• Passage for review:
* * * * * * *
Nevada failed to keep its incarcerated population safe during the Covid-19 pandemic, according to findings by the Prison Policy Initiative, a public policy think tank focusing on the criminal justice system.

In a report released this week that graded all state correctional agencies in responding to Covid, Nevada, like 41 other states, received an F. However the report found Nevada’s response to the pandemic was singularly inadequate in some areas.

Tiana Herring and Maanas Sharma, who authored the report, said as a whole, “the nation’s response to the pandemic behind bars has been a shameful failure.” 

The group looked at correctional agencies efforts to reduce prison populations, reduce infection and death rates behind bars, vaccinate the incarcerated population and address basic health needs from the time the pandemic began until July 2021. 

Only 13 states have refused to implement policies to accelerate release or promote medical parole or compassionate release since the pandemic started. Nevada was one of those states.
* * * * * * *
• Exercise data:
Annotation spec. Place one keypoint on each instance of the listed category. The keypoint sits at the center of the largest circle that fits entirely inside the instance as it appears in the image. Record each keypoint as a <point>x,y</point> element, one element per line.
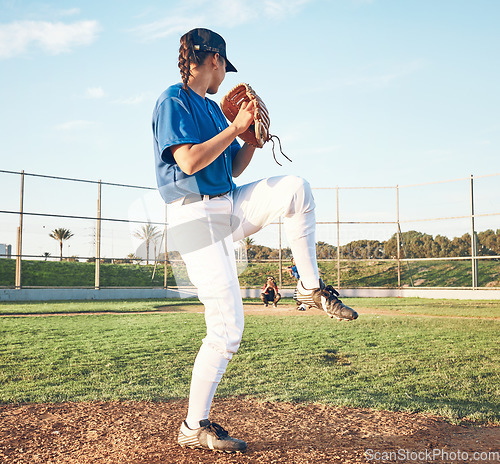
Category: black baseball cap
<point>206,40</point>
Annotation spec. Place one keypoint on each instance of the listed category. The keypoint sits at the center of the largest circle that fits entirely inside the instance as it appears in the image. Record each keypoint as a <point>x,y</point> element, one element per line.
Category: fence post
<point>165,251</point>
<point>19,251</point>
<point>398,241</point>
<point>338,239</point>
<point>279,254</point>
<point>98,240</point>
<point>473,236</point>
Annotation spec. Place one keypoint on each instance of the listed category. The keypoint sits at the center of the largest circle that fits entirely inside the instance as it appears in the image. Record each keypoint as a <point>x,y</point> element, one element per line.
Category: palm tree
<point>61,235</point>
<point>248,242</point>
<point>148,233</point>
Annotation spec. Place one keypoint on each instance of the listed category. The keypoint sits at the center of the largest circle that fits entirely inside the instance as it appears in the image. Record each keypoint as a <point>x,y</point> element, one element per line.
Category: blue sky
<point>361,93</point>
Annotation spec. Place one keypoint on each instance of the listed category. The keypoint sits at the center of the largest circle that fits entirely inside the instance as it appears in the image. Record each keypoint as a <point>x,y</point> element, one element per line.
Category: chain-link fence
<point>68,232</point>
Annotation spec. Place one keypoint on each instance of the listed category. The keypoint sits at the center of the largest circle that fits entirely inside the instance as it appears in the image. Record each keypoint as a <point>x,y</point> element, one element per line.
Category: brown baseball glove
<point>258,132</point>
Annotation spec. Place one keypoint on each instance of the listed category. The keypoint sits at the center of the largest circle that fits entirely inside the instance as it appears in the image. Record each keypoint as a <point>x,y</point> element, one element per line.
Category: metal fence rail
<point>393,219</point>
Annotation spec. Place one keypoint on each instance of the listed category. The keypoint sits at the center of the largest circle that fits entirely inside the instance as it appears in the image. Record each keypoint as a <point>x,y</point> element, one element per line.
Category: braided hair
<point>187,56</point>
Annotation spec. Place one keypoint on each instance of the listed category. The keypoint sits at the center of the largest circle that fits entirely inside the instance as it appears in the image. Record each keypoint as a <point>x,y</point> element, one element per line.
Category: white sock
<point>304,290</point>
<point>208,369</point>
<point>200,400</point>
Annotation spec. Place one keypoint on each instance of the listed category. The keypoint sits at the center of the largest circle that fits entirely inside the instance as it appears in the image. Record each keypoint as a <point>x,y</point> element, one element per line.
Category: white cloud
<point>73,125</point>
<point>282,8</point>
<point>70,12</point>
<point>52,37</point>
<point>94,93</point>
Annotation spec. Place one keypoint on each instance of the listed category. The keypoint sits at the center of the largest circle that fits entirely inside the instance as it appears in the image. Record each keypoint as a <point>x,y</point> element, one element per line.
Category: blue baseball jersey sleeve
<point>182,118</point>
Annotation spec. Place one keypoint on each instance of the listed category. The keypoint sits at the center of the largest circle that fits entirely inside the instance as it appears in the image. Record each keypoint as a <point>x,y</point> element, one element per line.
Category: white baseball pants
<point>203,232</point>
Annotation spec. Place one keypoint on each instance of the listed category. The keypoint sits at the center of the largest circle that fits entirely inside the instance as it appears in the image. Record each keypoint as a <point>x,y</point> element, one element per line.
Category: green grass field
<point>441,365</point>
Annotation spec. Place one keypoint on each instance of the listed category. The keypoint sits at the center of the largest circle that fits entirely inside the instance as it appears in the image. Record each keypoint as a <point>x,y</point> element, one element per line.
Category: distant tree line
<point>413,244</point>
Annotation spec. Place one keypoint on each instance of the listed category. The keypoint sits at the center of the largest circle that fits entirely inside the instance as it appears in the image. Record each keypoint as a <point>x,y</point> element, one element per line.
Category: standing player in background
<point>196,157</point>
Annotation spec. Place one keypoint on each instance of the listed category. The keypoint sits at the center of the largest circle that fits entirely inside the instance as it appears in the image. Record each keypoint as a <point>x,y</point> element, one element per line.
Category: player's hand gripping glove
<point>258,132</point>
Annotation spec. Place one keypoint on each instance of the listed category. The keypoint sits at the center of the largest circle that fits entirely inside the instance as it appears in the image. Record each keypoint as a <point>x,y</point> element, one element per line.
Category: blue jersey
<point>180,118</point>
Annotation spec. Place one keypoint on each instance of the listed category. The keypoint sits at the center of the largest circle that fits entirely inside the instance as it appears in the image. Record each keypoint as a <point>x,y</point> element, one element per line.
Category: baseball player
<point>270,293</point>
<point>197,157</point>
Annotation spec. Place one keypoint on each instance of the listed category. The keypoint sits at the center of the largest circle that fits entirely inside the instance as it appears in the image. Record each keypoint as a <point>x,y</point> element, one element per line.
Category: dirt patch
<point>143,432</point>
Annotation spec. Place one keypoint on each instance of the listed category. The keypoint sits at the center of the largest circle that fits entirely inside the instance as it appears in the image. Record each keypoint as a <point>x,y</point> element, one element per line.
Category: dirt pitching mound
<point>143,432</point>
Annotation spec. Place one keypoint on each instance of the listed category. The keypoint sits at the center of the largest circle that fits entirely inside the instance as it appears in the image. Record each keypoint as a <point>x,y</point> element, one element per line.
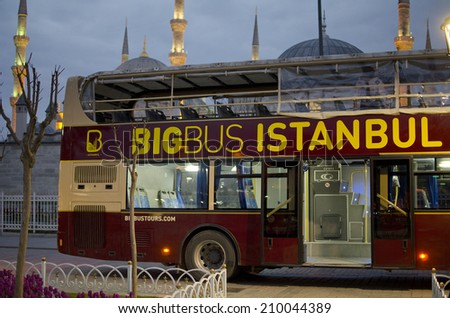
* * * * * * *
• Set of tasks:
**1)** In the article on Nevada's pandemic prison response, what grade did Nevada receive?
**2)** Translate this sentence from the article on Nevada's pandemic prison response into Spanish: "Only 13 states have refused to implement policies to accelerate release or promote medical parole or compassionate release since the pandemic started."
**3)** Proceed with the article on Nevada's pandemic prison response, picking up after its final sentence.

• Responses to the tasks:
**1)** Nevada received an F.

**2)** Solo 13 estados se han negado a implementar políticas para acelerar la excarcelación o promover la libertad condicional por motivos médicos o la liberación compasiva desde que comenzó la pandemia.

**3)**
“One of the easiest ways to reduce prison populations — especially during a pandemic — is to reduce the number of people admitted to prisons for technical violations of probation and parole (which are not crimes),” according to the report. “Yet most states, including Nevada, failed to utilize this simple tool of population reduction.”

Since March 2020 when the state was locked down to mitigate the spread of the virus, civil rights groups, prisoner advocacy organizations and lawyers have pushed Gov. Steve Sisolak to take executive action to release inmates who were serving time for nonviolent crimes and within six months of their sentencing ending.

Those pleas were ignored. 

Weeks before its first confirmed covid case in May 2020, the Nevada Sentencing Commission voted against several recommendations that urged state officials, including Sisolak, to at the very least discuss how to reduce the prison population.  

The Prison Policy Initiative report also said Nevada was the only state that “did not institute any changes to their medical copay policies, leaving incarcerated people to pay for health services.”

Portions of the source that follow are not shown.